> [Instruction]: Print every item below word for word, leaving the pictures out of your output.

* START Input material *

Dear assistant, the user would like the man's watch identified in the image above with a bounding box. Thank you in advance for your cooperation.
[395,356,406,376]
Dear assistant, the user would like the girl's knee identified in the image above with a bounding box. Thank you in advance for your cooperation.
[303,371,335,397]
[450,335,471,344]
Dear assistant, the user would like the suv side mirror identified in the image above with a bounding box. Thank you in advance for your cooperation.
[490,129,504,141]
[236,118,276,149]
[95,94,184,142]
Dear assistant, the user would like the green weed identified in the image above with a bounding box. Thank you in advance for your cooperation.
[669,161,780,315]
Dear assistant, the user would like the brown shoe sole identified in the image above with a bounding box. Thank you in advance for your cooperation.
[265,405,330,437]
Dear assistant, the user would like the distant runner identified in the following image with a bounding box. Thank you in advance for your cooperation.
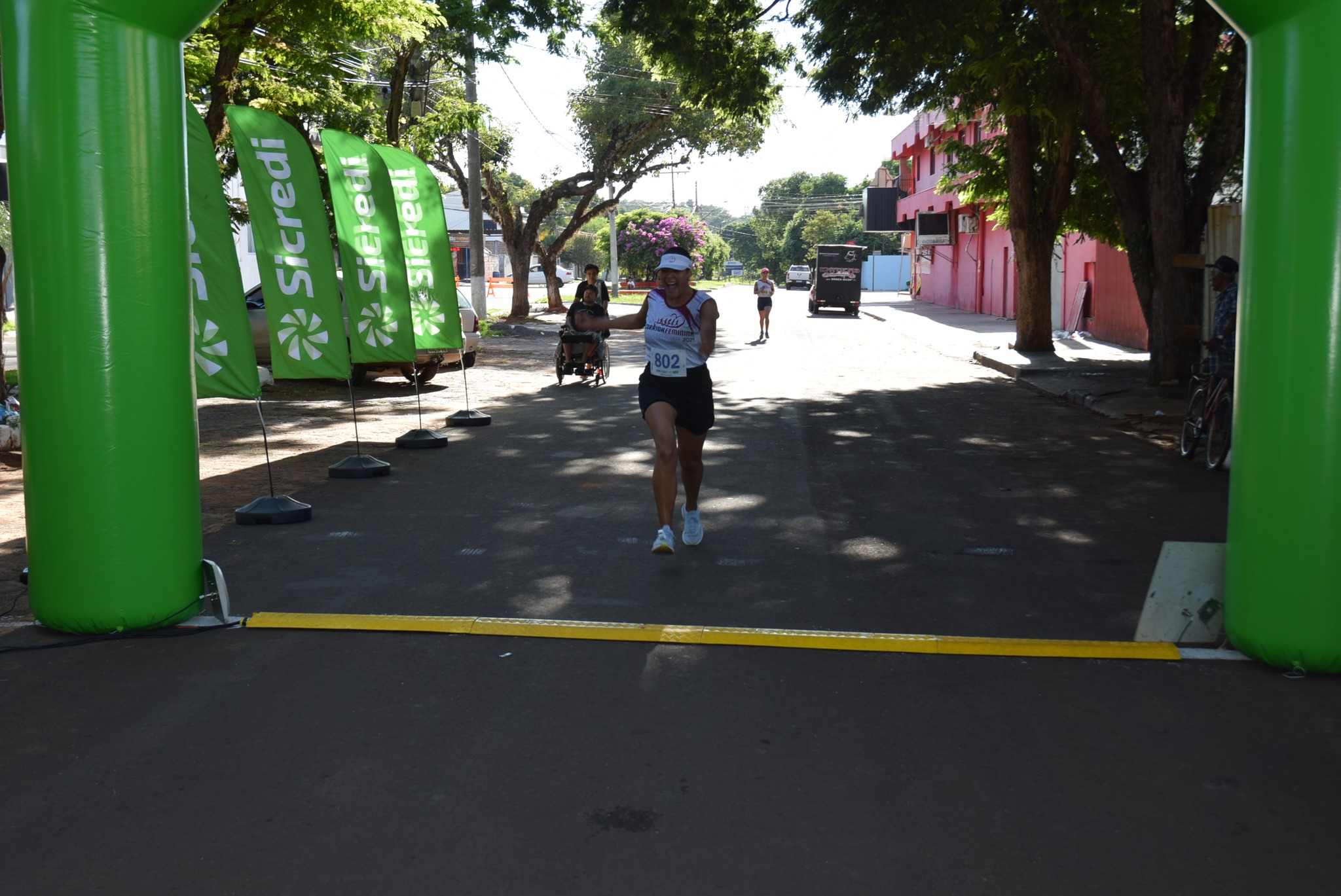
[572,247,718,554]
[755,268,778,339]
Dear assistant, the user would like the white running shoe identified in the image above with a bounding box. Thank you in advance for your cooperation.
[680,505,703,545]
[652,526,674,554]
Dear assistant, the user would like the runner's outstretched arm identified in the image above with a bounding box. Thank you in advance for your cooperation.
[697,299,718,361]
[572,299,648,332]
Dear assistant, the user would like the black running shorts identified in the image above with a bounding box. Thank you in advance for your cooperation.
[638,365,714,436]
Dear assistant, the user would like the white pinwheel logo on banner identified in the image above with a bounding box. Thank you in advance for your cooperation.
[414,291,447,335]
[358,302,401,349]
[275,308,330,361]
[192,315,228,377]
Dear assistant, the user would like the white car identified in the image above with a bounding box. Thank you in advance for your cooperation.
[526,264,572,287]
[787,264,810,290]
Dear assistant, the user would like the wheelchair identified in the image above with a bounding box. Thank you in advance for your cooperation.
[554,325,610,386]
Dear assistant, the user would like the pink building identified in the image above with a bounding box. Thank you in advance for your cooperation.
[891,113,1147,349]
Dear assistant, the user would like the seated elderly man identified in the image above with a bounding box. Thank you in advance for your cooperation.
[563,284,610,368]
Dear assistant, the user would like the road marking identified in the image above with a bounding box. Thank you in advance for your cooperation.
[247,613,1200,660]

* END Input material *

> [Written solution]:
Dear assistant, the user would like the man's watch identified in the image above with a bounding box. Thank you in advance for your cooperation.
[395,356,406,376]
Dear assistant, the user would like the girl's knee identified in the image above with a bounding box. Thank you in advance for your cooperation.
[303,371,335,397]
[450,335,471,344]
Dear assistant, the user would like the suv side mirror identified in the image above with a bounding box. Thank you in advance for your cooperation.
[490,129,504,141]
[236,118,276,149]
[95,94,184,142]
Dear assistant, the user would like the green weed identified in the image above with a bounding box. Thank you in advance for your cooperation.
[669,161,780,315]
Dear assistant, the user would like the brown shoe sole identified in the image above with a bounding box. Thank you in advance for your cooperation.
[265,405,330,437]
Dear assistant, the user would like the distant runner identified in the following image with a bounding box. Thank you in advance for your cooperation.
[572,247,718,554]
[755,268,778,339]
Dear assistant, the user would like the white running shoe identified in the image above with a bounding box. Thank you in advance for your cooperation.
[680,505,703,545]
[652,526,674,554]
Dear assistant, the user would like the runner's outstretched arm identified in the image above with a bounding box. Thank you in advance for your cooperation.
[697,299,718,361]
[572,299,648,332]
Dear assistant, the user would like the black running shorts identified in the image above with a bounding box. Thank you in advance for your cooperation.
[638,365,714,436]
Dear assistant, the user would like the white pinwheel logo on banner identified in the image above with a bounding box. Thank you in advance for your cooperation.
[414,291,447,335]
[358,302,401,349]
[275,308,330,361]
[192,315,228,377]
Dear assistant, the user would like the white car identified in the image above with a bounding box. Thank you in advance for your cooperation.
[526,264,572,287]
[787,264,810,290]
Dear assistant, the user would like the wheelchair identified in the image above with a bounding box. Thank you in advance for your cooperation.
[554,325,610,386]
Dear assistant, the user would like the pink building identified in the image above with a bounding box. Thank you in advance for your cooperation.
[891,113,1147,349]
Dear assistant, the user would like the seated elderly man identified in the image above with a bounding box. Thank you in advance for your cooperation.
[563,284,610,368]
Dear assistant, the user would like the road marking identified in the image above with a bounding box. Thank you in advance for your cooperation.
[247,613,1200,660]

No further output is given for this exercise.